* _WHAT TO PRODUCE_
Write each line exactly, from the line that holds "# test: pin the white ceiling, one" through the final line of the material, and no other line.
* Begin EXTRACTED ENTRIES *
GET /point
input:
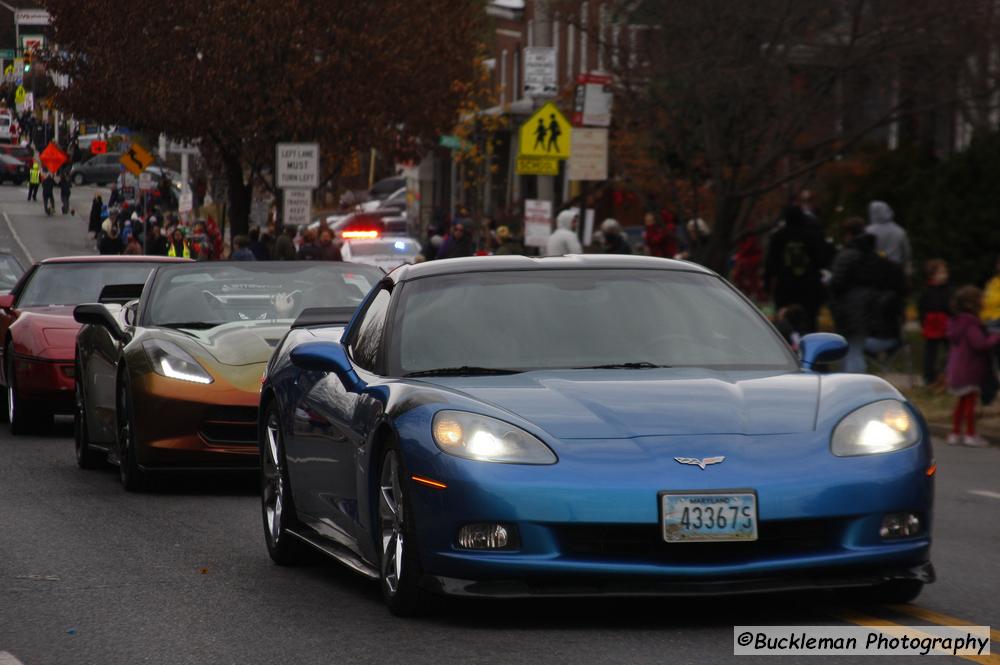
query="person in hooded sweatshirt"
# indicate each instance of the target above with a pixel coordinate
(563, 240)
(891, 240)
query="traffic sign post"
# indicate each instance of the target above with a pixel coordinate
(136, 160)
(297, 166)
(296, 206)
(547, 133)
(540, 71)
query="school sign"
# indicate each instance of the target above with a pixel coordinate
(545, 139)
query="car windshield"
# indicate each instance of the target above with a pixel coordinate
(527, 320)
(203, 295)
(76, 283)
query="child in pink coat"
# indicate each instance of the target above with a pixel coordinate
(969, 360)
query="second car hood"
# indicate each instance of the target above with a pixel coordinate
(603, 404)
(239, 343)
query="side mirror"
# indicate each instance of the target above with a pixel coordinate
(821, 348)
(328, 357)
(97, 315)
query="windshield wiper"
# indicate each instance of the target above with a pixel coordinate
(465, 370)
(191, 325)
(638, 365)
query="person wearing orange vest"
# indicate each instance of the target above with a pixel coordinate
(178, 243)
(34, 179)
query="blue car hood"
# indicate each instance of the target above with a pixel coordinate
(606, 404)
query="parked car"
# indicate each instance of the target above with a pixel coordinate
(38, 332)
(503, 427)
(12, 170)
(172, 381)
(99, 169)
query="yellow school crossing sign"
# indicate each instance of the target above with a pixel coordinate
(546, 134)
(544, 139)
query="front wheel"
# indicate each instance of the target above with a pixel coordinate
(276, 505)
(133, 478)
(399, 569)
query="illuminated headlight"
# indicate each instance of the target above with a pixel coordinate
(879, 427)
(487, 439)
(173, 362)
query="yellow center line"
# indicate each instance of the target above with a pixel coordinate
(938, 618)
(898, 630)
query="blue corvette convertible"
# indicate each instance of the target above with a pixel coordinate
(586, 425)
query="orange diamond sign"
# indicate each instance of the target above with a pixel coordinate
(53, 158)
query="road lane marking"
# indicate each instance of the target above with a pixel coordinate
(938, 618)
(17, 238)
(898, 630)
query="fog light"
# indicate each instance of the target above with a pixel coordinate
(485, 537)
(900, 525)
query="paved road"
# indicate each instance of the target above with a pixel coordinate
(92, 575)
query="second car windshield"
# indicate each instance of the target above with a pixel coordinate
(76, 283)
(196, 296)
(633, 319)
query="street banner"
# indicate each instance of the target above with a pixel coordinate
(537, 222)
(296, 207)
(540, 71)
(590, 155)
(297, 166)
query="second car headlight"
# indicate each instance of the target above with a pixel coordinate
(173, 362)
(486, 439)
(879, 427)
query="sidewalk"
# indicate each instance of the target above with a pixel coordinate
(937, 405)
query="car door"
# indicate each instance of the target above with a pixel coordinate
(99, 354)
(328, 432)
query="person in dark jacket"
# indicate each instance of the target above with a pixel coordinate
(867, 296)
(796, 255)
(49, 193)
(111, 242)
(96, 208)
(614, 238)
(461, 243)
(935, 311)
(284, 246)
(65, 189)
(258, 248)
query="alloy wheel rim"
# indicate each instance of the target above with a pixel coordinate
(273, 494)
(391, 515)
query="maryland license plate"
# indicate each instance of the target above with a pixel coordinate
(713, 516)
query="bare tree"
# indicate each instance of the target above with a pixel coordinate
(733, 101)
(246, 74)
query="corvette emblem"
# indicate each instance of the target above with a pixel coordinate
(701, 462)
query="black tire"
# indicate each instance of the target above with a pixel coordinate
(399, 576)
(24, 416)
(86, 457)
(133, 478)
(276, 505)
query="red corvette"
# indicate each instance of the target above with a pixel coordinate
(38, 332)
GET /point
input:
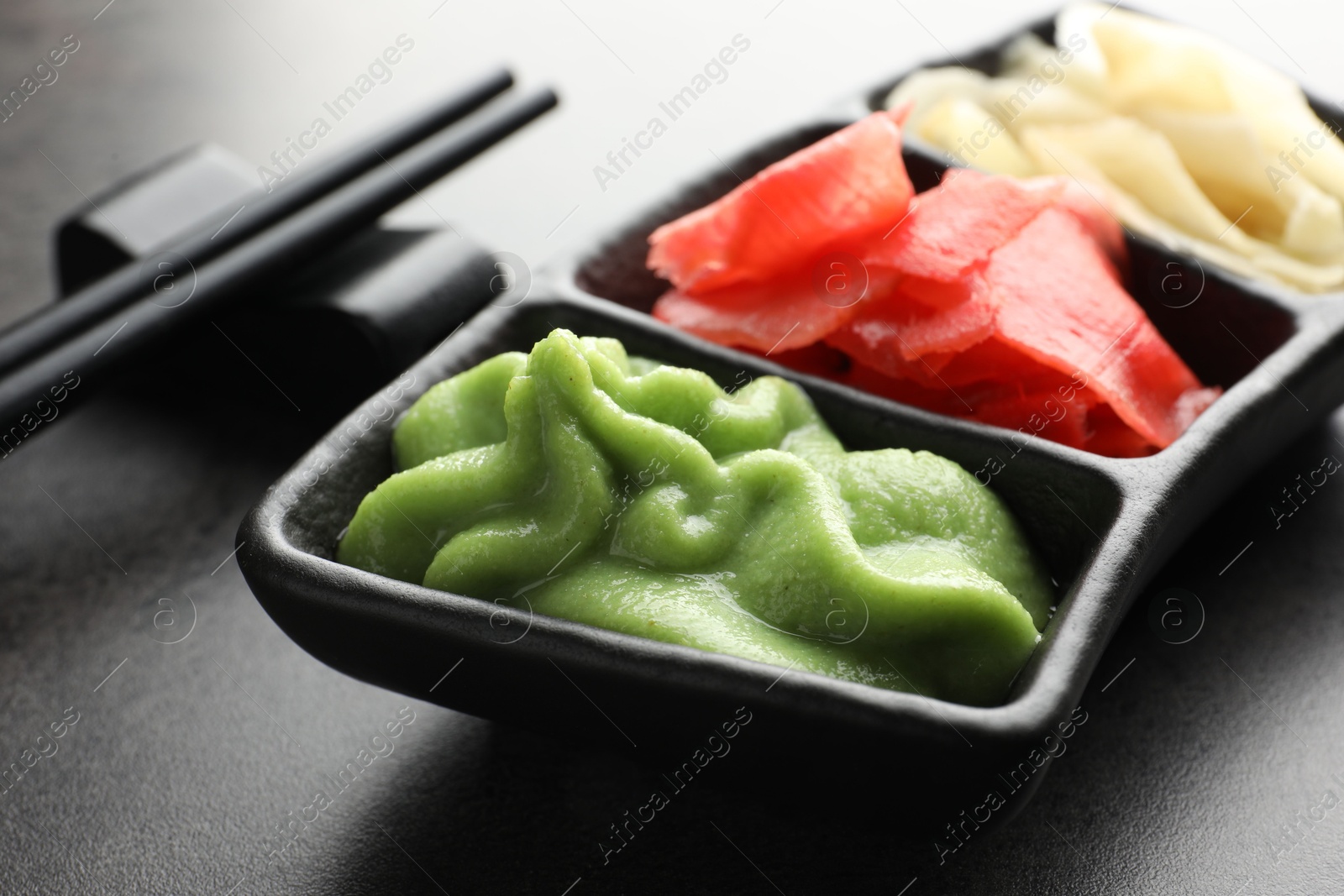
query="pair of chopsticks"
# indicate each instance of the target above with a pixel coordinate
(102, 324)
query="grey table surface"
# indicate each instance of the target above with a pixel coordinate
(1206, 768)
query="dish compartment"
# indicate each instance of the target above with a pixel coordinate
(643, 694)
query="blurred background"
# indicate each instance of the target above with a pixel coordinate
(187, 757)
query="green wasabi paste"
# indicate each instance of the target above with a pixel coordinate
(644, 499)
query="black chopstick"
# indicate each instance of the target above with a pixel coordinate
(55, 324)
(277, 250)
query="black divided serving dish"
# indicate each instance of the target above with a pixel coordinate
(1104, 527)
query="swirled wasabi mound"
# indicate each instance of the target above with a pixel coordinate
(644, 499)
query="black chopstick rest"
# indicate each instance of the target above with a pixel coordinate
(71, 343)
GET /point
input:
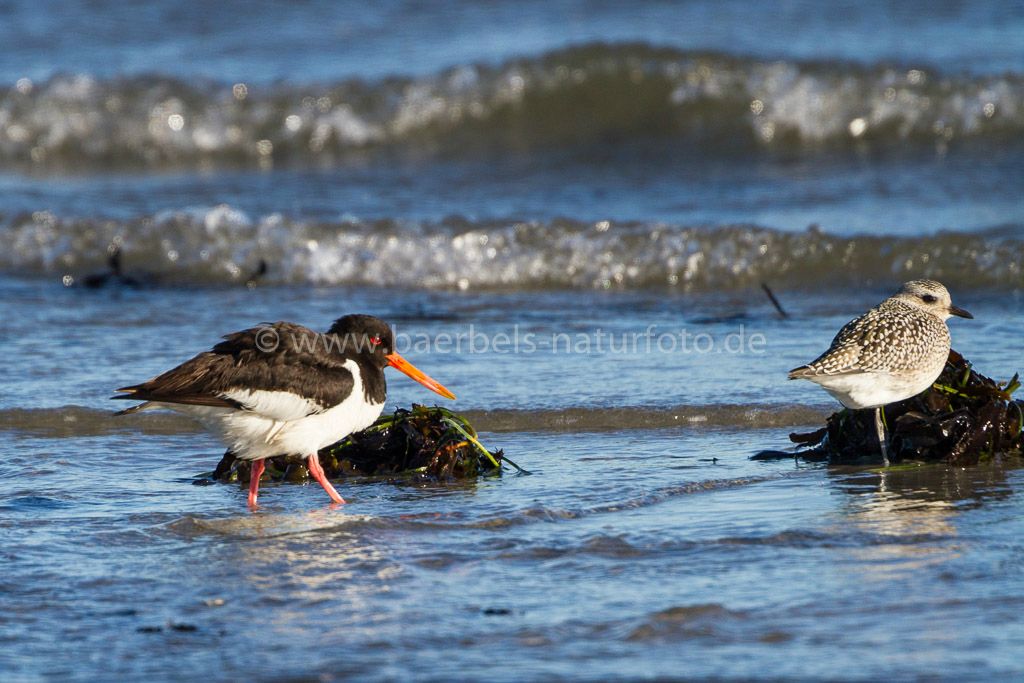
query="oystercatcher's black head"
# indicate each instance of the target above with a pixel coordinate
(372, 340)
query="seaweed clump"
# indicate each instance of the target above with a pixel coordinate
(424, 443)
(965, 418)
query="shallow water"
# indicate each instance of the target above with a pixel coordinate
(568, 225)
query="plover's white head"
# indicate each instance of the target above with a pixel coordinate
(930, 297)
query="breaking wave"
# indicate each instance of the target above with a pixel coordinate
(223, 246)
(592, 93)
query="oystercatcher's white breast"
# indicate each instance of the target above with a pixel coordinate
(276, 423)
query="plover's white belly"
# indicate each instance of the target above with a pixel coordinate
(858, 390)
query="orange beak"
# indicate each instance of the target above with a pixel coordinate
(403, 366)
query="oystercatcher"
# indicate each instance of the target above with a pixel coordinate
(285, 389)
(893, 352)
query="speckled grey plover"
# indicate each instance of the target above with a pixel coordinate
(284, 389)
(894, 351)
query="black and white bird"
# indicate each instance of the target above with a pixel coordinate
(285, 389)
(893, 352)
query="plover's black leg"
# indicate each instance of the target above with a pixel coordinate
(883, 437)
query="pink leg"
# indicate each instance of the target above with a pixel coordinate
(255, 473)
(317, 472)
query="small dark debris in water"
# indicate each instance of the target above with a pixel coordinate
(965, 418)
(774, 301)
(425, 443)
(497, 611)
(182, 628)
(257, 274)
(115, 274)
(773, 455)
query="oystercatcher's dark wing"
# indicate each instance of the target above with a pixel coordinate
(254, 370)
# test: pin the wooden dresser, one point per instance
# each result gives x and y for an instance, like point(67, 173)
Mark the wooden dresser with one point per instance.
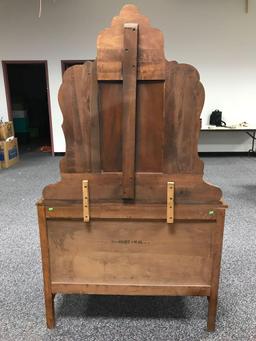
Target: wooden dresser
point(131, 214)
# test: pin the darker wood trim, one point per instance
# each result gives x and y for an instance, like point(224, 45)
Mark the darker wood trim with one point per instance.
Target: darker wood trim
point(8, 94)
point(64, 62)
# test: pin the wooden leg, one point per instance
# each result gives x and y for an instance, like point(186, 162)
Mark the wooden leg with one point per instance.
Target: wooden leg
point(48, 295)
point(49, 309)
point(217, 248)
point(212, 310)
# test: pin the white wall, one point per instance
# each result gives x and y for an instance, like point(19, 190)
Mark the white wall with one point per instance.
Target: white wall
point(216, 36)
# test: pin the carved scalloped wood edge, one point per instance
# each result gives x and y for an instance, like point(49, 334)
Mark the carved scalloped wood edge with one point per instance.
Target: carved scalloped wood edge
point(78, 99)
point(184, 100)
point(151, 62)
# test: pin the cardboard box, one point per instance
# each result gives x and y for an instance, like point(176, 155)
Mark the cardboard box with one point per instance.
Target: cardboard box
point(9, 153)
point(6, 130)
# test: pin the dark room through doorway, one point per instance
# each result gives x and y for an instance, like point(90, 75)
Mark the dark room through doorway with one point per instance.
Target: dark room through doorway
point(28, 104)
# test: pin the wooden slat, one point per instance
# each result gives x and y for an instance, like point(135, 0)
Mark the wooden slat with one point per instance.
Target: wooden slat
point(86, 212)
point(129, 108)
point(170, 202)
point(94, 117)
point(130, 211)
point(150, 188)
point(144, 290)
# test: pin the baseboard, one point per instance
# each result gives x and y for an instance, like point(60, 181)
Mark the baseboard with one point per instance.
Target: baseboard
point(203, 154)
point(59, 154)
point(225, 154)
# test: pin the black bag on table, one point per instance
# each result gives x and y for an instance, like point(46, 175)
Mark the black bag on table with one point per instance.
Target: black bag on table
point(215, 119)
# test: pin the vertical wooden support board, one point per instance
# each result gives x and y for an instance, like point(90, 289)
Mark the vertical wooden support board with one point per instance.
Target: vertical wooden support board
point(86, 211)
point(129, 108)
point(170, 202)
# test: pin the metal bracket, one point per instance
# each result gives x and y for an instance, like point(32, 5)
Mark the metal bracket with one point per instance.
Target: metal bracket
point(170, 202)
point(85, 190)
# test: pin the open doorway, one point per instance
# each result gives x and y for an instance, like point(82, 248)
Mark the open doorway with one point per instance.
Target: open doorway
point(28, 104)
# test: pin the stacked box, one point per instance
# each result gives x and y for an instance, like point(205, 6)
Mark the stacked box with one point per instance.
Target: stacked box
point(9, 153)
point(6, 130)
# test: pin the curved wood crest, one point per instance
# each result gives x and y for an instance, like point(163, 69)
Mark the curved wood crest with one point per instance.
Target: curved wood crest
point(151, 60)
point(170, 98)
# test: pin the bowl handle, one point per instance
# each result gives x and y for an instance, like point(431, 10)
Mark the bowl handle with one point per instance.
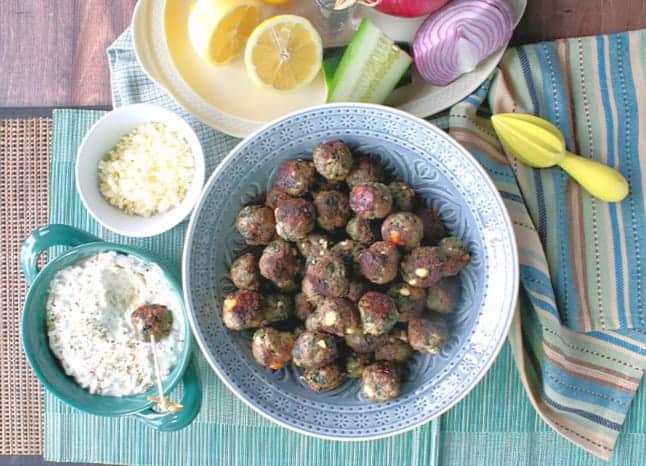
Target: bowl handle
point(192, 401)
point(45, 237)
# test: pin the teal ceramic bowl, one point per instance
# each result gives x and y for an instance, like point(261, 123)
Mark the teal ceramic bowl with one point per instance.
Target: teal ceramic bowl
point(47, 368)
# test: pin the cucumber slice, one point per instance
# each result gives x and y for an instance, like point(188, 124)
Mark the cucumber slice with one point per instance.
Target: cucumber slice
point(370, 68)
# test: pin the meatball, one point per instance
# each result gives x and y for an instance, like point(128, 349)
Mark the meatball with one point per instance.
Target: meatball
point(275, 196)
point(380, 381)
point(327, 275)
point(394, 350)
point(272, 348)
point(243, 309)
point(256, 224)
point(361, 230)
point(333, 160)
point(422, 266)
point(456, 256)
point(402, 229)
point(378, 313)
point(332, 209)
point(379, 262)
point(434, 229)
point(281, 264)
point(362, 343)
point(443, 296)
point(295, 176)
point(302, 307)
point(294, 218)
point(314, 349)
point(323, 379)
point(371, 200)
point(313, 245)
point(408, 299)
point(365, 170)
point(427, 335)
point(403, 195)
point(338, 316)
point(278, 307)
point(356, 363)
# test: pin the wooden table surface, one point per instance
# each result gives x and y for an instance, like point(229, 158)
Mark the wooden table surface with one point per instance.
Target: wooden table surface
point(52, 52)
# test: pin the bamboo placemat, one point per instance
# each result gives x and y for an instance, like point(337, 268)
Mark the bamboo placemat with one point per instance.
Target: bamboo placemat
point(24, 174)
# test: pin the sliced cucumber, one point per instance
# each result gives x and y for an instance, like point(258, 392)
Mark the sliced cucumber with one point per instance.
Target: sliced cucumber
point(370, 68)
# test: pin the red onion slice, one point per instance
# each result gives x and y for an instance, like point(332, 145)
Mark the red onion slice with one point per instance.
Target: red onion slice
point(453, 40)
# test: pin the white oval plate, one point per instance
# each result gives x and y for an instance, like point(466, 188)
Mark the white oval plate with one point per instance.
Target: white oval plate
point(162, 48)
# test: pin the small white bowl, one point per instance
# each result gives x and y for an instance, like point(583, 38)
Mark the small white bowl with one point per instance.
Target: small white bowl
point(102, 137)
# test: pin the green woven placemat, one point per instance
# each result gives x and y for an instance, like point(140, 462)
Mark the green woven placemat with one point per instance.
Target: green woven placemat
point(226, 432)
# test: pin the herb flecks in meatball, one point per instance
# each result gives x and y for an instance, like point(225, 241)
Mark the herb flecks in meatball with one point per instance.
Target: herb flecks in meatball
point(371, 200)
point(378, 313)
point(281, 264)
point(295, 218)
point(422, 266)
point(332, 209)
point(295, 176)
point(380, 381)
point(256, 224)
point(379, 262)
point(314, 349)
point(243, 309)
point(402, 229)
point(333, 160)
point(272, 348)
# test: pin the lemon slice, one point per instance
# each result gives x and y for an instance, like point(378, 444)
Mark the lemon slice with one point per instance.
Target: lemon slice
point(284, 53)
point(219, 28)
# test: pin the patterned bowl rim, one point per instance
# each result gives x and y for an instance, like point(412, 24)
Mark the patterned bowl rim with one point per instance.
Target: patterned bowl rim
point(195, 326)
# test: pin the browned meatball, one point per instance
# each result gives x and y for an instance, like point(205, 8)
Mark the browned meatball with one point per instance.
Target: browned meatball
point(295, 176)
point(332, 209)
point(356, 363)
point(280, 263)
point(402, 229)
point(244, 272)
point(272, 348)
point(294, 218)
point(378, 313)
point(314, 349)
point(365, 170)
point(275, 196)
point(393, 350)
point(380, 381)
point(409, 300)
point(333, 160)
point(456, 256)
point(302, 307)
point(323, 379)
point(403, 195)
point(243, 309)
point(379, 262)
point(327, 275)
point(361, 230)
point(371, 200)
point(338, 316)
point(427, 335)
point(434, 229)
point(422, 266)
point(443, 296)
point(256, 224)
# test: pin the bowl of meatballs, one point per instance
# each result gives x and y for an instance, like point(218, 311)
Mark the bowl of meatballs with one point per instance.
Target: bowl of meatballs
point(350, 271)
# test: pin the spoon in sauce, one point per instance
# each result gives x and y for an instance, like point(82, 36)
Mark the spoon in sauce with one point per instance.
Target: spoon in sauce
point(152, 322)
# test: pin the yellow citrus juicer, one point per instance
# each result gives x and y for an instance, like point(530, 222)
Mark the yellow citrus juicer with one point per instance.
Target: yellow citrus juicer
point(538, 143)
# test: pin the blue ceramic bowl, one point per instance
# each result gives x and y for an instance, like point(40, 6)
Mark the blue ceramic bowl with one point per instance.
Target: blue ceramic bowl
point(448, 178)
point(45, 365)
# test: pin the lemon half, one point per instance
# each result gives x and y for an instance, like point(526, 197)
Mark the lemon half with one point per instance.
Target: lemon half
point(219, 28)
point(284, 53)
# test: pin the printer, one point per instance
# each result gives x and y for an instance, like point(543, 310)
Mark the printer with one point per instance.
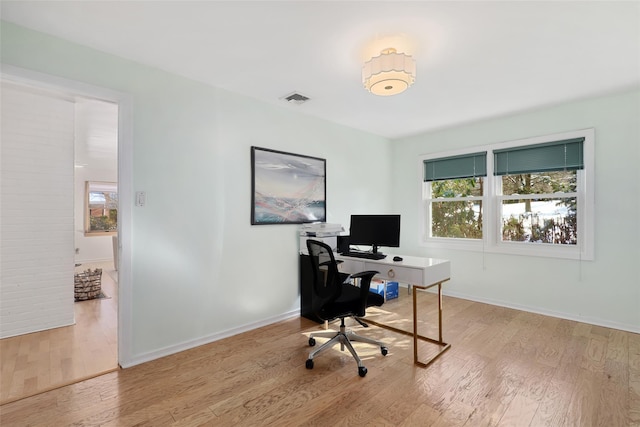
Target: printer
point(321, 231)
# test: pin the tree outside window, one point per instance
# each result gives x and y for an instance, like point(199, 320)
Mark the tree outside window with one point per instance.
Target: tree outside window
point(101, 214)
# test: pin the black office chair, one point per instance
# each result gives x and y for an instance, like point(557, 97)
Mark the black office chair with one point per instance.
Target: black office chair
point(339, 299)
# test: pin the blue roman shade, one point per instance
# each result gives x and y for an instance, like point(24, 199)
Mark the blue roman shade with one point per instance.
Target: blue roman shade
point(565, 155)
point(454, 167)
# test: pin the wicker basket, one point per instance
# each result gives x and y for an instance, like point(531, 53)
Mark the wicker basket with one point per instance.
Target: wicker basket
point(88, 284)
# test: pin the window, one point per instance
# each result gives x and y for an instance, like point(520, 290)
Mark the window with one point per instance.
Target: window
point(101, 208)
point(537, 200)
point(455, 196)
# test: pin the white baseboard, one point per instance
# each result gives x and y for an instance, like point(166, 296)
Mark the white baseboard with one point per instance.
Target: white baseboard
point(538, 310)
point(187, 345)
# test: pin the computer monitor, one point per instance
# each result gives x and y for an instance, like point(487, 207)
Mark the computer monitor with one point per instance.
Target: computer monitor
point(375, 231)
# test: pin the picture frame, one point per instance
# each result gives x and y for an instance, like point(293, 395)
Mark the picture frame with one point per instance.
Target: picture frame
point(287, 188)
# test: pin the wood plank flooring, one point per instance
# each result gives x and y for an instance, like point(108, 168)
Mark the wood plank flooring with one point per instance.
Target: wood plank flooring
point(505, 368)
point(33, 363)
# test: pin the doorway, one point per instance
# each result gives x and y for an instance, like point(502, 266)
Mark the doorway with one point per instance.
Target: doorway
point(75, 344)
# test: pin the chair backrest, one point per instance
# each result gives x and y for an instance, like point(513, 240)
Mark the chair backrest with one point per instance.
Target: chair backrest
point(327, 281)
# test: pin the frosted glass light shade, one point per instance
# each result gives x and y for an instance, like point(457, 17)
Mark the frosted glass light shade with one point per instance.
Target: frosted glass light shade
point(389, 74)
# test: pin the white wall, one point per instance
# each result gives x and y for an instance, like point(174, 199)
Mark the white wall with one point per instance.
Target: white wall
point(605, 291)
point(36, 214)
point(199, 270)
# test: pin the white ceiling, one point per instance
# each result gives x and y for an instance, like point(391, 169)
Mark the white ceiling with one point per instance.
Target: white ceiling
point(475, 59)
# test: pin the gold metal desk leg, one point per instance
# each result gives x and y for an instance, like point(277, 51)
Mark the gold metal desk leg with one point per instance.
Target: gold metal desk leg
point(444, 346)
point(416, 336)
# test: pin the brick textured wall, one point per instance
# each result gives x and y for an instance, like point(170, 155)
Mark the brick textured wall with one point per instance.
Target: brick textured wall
* End EXTRACTED ENTRIES *
* _THE RESULT_
# test: pin the white ceiling, one point per instance
# each result gives x and y for an instance, like point(391, 169)
Mark the white ceiling with one point per instance.
Target: white ceiling
point(475, 59)
# test: pin the gold metal desk leg, one point per instance
# each result gives x and y for an instance, like point(277, 51)
Mark the gold metal desk leg with one point per instance.
Target: gold metal desk leg
point(444, 346)
point(416, 336)
# test: pin the brick textured wall, one point per instance
# each result gives x and y for an instance, like point(170, 155)
Mark the brick textured wall with one point per instance.
Target: brick textured wall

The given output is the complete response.